Exercise directions:
The line containing "Target: softball player" and every line after it through the end of the records: return those exactly, and nothing more.

::: Dataset records

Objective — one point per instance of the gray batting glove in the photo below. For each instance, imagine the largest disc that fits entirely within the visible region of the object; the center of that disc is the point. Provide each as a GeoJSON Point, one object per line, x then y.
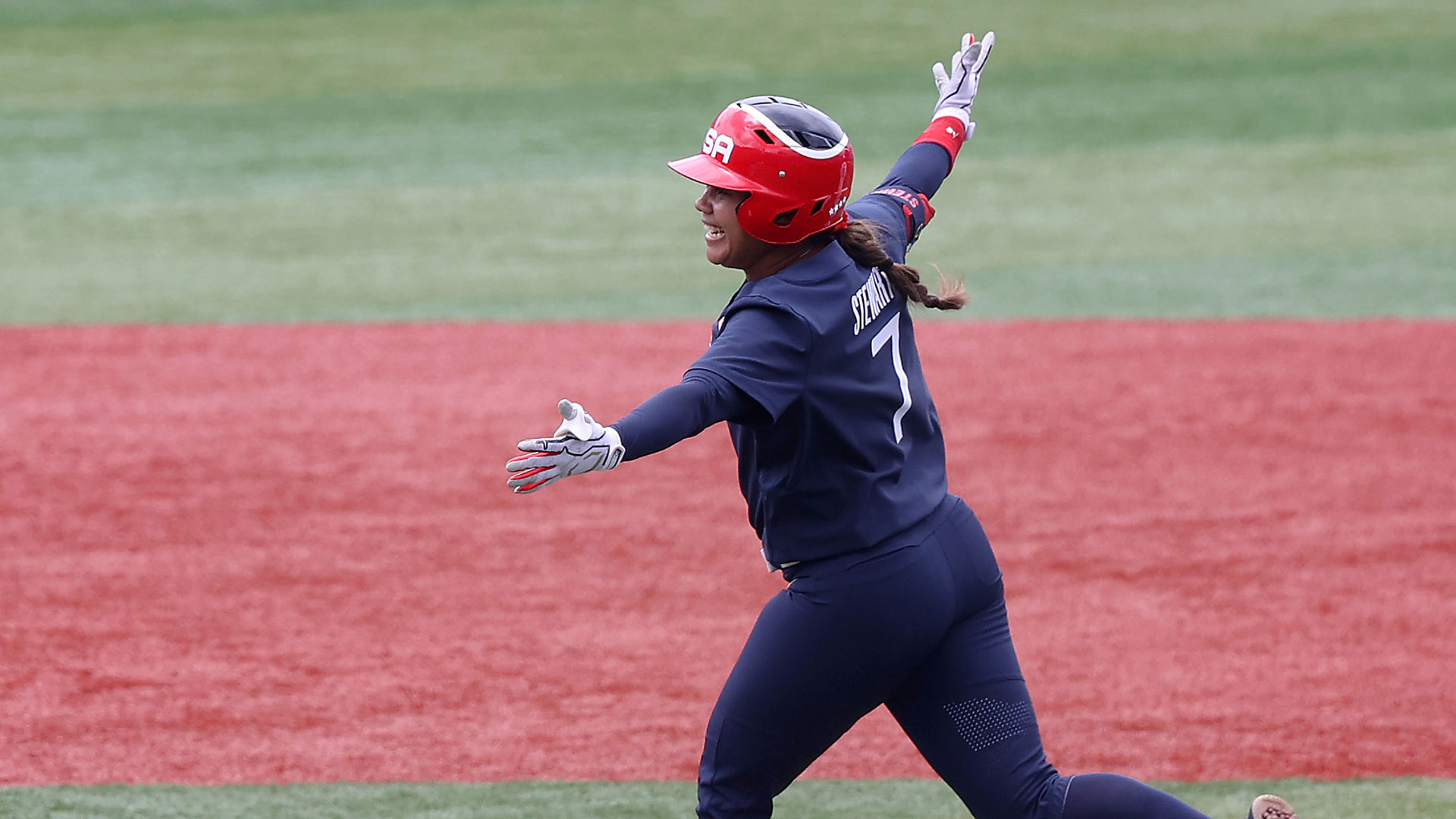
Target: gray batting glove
{"type": "Point", "coordinates": [580, 445]}
{"type": "Point", "coordinates": [959, 88]}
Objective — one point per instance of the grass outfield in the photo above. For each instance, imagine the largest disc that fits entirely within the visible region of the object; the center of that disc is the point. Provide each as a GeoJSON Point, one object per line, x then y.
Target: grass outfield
{"type": "Point", "coordinates": [817, 799]}
{"type": "Point", "coordinates": [268, 159]}
{"type": "Point", "coordinates": [182, 161]}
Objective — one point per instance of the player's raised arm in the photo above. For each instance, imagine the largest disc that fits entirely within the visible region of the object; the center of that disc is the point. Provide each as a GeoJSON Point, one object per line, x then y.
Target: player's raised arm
{"type": "Point", "coordinates": [922, 168]}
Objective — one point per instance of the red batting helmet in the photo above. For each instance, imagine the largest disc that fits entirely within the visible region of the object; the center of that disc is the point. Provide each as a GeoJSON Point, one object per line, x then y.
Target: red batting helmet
{"type": "Point", "coordinates": [794, 161]}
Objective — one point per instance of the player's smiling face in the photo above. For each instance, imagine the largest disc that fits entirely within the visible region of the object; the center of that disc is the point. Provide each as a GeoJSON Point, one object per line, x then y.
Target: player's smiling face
{"type": "Point", "coordinates": [728, 245]}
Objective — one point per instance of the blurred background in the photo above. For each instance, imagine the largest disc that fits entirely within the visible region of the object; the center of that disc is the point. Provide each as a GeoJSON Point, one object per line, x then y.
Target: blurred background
{"type": "Point", "coordinates": [242, 161]}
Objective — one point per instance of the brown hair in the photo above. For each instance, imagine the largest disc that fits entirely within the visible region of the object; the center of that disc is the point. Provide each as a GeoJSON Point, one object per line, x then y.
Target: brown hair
{"type": "Point", "coordinates": [861, 241]}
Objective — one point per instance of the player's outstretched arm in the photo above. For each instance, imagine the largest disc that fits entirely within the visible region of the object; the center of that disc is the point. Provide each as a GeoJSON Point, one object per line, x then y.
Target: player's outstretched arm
{"type": "Point", "coordinates": [960, 85]}
{"type": "Point", "coordinates": [580, 445]}
{"type": "Point", "coordinates": [922, 168]}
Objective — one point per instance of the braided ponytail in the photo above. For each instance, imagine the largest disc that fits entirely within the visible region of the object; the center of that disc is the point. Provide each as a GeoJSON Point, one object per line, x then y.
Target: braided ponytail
{"type": "Point", "coordinates": [861, 241]}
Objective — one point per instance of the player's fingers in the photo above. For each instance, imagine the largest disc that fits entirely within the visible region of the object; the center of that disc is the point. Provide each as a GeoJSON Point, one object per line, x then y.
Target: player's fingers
{"type": "Point", "coordinates": [532, 487]}
{"type": "Point", "coordinates": [533, 479]}
{"type": "Point", "coordinates": [542, 445]}
{"type": "Point", "coordinates": [986, 50]}
{"type": "Point", "coordinates": [529, 463]}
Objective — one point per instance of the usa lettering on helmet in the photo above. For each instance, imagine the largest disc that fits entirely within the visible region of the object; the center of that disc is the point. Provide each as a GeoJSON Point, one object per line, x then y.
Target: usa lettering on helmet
{"type": "Point", "coordinates": [715, 143]}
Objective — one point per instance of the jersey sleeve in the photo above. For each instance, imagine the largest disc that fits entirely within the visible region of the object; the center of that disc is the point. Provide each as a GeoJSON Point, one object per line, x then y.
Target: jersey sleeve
{"type": "Point", "coordinates": [902, 203]}
{"type": "Point", "coordinates": [682, 411]}
{"type": "Point", "coordinates": [762, 350]}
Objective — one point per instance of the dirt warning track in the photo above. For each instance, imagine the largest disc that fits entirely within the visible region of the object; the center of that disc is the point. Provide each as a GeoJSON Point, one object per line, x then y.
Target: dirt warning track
{"type": "Point", "coordinates": [254, 554]}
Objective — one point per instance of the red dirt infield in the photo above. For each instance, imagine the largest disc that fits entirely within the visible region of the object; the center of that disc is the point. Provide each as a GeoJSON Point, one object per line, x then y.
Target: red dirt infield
{"type": "Point", "coordinates": [273, 554]}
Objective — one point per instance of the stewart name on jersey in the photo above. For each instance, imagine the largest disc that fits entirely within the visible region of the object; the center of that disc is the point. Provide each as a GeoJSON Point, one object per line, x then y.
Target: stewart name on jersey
{"type": "Point", "coordinates": [848, 450]}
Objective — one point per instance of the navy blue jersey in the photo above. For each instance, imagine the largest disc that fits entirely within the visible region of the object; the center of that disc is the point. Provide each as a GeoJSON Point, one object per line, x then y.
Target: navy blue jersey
{"type": "Point", "coordinates": [848, 449]}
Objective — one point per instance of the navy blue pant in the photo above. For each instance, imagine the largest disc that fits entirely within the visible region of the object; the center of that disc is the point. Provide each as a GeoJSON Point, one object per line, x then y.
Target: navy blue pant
{"type": "Point", "coordinates": [919, 626]}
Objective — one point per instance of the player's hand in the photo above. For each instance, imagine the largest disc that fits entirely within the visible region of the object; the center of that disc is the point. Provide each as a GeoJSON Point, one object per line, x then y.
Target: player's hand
{"type": "Point", "coordinates": [959, 88]}
{"type": "Point", "coordinates": [580, 445]}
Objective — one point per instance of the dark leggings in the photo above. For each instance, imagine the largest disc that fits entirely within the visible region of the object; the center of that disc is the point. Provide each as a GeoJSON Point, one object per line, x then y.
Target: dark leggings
{"type": "Point", "coordinates": [922, 630]}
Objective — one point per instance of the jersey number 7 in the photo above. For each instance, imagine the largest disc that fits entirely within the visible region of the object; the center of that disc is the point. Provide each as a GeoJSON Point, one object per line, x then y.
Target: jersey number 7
{"type": "Point", "coordinates": [892, 334]}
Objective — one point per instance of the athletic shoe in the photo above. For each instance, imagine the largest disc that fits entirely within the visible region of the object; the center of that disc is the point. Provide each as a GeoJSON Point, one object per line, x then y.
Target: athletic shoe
{"type": "Point", "coordinates": [1270, 806]}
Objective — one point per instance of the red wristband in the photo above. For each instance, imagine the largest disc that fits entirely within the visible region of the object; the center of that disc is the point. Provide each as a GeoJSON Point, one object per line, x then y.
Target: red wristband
{"type": "Point", "coordinates": [946, 131]}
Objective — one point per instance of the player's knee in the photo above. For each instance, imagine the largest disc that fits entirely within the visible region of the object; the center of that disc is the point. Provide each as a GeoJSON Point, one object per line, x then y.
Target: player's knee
{"type": "Point", "coordinates": [724, 800]}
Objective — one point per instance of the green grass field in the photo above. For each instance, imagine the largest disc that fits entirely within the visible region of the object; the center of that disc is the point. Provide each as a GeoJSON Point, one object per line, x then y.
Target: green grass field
{"type": "Point", "coordinates": [811, 799]}
{"type": "Point", "coordinates": [325, 159]}
{"type": "Point", "coordinates": [258, 161]}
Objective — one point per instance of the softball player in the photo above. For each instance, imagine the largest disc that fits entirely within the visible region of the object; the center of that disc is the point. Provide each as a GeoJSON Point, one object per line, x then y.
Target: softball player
{"type": "Point", "coordinates": [893, 592]}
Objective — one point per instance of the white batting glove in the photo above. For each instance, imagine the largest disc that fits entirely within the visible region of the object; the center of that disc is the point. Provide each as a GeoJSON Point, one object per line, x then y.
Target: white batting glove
{"type": "Point", "coordinates": [580, 445]}
{"type": "Point", "coordinates": [959, 88]}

::::::

Written response:
Target: softball player
{"type": "Point", "coordinates": [893, 592]}
Objective — one point per instance of the white batting glove in the photo above. For each instance, imagine the largest disc that fits entirely within the visible region of the object; the center of that disc is the point. Provide each as a GeoJSON Point, one object per line, x then y.
Target: white batting glove
{"type": "Point", "coordinates": [580, 445]}
{"type": "Point", "coordinates": [959, 88]}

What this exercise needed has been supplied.